-- Start DATASET EXCERPTS --

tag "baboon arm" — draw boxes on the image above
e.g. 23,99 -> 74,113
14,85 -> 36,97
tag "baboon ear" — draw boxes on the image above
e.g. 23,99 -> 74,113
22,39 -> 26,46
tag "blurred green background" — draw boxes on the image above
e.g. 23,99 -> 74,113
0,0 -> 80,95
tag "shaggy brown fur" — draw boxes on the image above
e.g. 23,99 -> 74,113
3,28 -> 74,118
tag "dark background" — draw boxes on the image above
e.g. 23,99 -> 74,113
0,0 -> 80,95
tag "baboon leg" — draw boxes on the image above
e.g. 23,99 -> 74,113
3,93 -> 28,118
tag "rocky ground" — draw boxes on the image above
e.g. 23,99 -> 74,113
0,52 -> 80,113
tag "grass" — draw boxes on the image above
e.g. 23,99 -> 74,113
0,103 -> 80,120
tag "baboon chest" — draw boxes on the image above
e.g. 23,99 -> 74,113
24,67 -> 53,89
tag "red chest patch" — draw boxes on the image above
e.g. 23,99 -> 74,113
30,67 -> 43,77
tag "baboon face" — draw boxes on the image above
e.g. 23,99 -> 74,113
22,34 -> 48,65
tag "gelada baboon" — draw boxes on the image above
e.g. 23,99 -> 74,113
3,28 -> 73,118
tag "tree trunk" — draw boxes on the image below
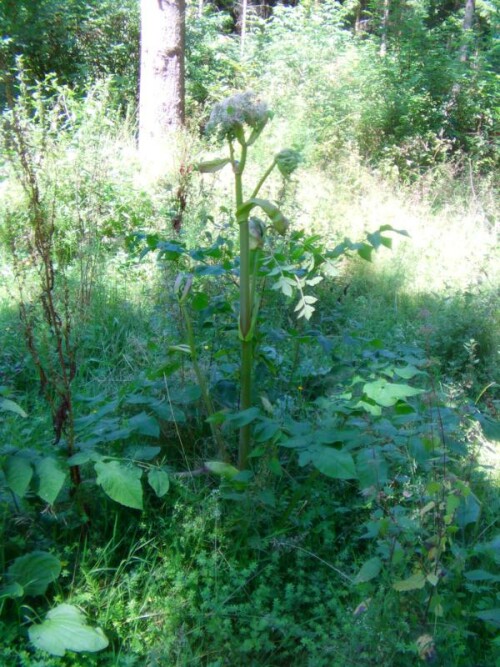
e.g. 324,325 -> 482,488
139,0 -> 186,175
380,0 -> 391,58
460,0 -> 475,63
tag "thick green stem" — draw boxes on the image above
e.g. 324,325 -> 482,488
230,144 -> 252,470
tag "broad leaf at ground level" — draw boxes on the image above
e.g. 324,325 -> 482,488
148,468 -> 170,498
28,604 -> 109,656
307,445 -> 357,479
354,556 -> 382,584
36,457 -> 66,505
3,456 -> 33,498
363,380 -> 424,408
95,461 -> 142,510
392,572 -> 425,592
8,551 -> 61,595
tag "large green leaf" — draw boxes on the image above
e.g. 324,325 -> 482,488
0,398 -> 28,417
8,551 -> 61,595
197,157 -> 231,174
363,379 -> 424,408
95,461 -> 143,510
128,412 -> 160,438
205,461 -> 239,480
475,607 -> 500,628
356,447 -> 388,489
307,445 -> 358,479
392,572 -> 425,592
456,493 -> 481,528
36,456 -> 66,505
148,468 -> 170,498
3,455 -> 33,498
354,556 -> 382,584
28,604 -> 109,656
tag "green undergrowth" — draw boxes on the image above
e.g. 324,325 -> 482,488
0,82 -> 499,667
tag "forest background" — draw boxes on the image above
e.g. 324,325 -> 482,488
0,0 -> 500,667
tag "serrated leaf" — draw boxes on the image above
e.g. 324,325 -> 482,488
66,450 -> 95,466
475,607 -> 500,627
36,457 -> 66,505
3,455 -> 33,498
148,468 -> 170,498
28,604 -> 109,656
392,572 -> 425,592
308,446 -> 358,479
358,243 -> 373,262
356,447 -> 388,489
354,556 -> 382,584
363,379 -> 424,408
272,276 -> 296,296
227,408 -> 260,428
95,461 -> 143,510
426,572 -> 439,586
191,292 -> 210,311
394,364 -> 425,380
7,551 -> 61,595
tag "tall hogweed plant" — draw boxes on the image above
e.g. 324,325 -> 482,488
138,92 -> 406,475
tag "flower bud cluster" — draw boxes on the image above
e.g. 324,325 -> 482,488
207,91 -> 271,139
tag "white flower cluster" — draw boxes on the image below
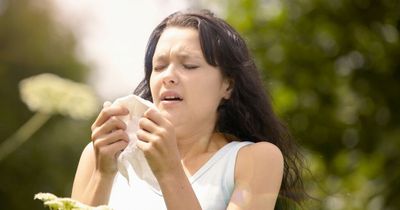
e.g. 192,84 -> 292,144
19,73 -> 99,119
34,193 -> 112,210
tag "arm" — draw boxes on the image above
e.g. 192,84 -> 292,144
71,143 -> 114,206
227,142 -> 284,210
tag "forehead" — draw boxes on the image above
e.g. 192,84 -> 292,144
154,27 -> 203,58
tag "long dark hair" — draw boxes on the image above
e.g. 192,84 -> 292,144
134,10 -> 305,209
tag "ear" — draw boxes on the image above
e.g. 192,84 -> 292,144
223,78 -> 235,100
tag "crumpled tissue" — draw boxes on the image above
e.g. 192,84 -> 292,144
111,94 -> 160,190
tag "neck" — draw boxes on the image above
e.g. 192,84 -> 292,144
177,124 -> 225,160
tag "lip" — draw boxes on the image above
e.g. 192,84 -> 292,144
160,90 -> 183,104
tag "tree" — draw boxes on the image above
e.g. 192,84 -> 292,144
208,0 -> 400,209
0,0 -> 96,209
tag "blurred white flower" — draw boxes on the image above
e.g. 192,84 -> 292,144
19,73 -> 99,119
34,193 -> 111,210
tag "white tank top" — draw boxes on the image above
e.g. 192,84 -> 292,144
108,141 -> 252,210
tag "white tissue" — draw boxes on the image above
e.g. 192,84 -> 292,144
111,95 -> 160,190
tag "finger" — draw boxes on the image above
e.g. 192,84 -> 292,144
136,139 -> 151,154
91,116 -> 127,140
143,108 -> 171,127
92,106 -> 129,130
93,130 -> 129,149
103,101 -> 112,108
136,129 -> 157,142
138,117 -> 158,133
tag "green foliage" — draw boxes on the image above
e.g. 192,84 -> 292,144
0,0 -> 92,209
220,0 -> 400,209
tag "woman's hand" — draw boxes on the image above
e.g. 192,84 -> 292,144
91,102 -> 129,176
136,108 -> 182,178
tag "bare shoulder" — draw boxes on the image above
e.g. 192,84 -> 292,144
238,142 -> 283,166
235,142 -> 284,185
227,142 -> 284,210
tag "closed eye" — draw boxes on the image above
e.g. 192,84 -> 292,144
183,64 -> 199,70
153,65 -> 166,71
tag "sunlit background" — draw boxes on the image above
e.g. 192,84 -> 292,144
0,0 -> 400,210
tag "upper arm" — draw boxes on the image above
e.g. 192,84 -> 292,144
227,142 -> 284,210
71,143 -> 95,198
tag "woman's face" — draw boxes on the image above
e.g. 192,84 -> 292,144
150,27 -> 230,134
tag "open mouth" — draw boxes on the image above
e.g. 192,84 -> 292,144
162,96 -> 183,101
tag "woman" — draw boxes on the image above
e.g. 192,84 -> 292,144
72,11 -> 304,210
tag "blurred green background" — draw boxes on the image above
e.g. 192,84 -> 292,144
0,0 -> 400,210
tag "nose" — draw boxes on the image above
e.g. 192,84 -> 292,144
163,64 -> 179,87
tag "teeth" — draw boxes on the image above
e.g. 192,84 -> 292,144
164,96 -> 180,100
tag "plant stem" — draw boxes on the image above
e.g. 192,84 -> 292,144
0,112 -> 51,161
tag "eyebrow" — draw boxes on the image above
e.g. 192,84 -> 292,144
153,52 -> 203,61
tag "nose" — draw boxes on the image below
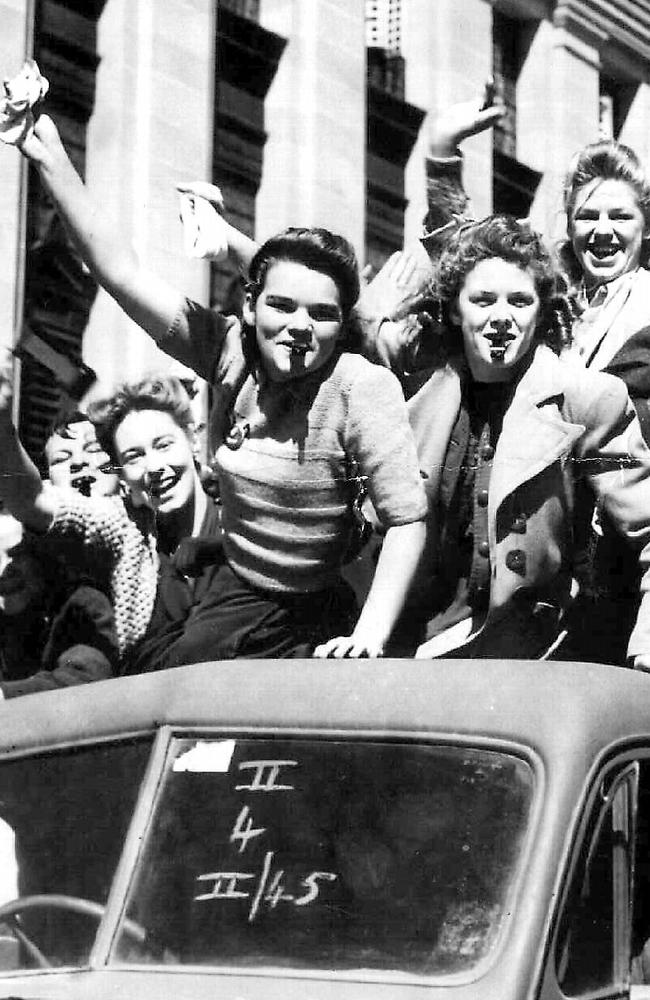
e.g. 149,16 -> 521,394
142,449 -> 165,486
594,212 -> 614,236
490,302 -> 512,333
70,447 -> 88,472
289,306 -> 314,334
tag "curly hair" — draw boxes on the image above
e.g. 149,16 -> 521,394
88,375 -> 195,462
560,139 -> 650,283
432,215 -> 573,357
243,227 -> 360,364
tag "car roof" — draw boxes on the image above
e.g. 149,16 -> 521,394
0,659 -> 650,759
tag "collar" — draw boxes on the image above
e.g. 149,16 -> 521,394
578,267 -> 640,310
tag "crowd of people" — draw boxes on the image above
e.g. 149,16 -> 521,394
0,68 -> 650,697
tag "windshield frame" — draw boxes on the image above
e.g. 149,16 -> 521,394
104,725 -> 546,986
0,727 -> 158,982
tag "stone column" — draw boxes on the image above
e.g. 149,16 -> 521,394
619,82 -> 650,171
84,0 -> 216,381
0,0 -> 34,356
403,0 -> 492,242
256,0 -> 366,256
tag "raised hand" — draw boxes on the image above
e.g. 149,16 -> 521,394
0,348 -> 15,421
429,78 -> 505,157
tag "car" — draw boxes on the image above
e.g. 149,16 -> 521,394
0,659 -> 650,1000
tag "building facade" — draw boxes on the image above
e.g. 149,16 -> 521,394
0,0 -> 650,451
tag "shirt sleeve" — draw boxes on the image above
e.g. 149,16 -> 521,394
572,371 -> 650,658
46,490 -> 129,557
0,585 -> 118,698
157,299 -> 243,385
346,365 -> 427,528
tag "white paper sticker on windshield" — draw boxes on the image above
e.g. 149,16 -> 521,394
174,740 -> 235,774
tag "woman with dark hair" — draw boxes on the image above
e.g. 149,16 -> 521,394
13,115 -> 426,666
0,513 -> 118,699
561,140 -> 650,416
409,216 -> 650,666
0,368 -> 218,658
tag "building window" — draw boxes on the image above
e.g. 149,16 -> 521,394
492,10 -> 541,218
598,73 -> 638,139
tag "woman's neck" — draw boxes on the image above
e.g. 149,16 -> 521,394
156,475 -> 208,554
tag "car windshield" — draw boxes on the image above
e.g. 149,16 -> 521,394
0,739 -> 151,973
112,738 -> 533,976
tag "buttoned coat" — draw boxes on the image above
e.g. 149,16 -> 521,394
409,346 -> 650,657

-- End DATASET EXCERPTS --

=== THE EXERCISE ===
Look above for the line containing "paper sticker on"; copy from it through the last line, exactly, and nothing more.

=== THE SOLUTION ===
tag "white paper sticker on windshield" — draw boxes on the image above
e.g. 149,16 -> 521,394
174,740 -> 235,774
tag "woman with dark hair" — draw boxes on the image above
e.g. 149,16 -> 521,394
13,115 -> 426,666
0,513 -> 118,699
561,140 -> 650,416
409,216 -> 650,666
0,368 -> 218,658
tag "building window" — draw boxes on the image above
e.g. 149,16 -> 521,394
492,10 -> 541,218
598,73 -> 638,139
tag "woman's neck" — draw boxes on the image above
e.g. 149,16 -> 521,394
156,475 -> 208,554
tag "car windshield" — draw boxes on the image above
e.g. 149,16 -> 521,394
0,739 -> 151,973
112,738 -> 533,976
tag "buttoned coat" — draw boxes on the image above
e.g. 149,16 -> 521,394
409,346 -> 650,657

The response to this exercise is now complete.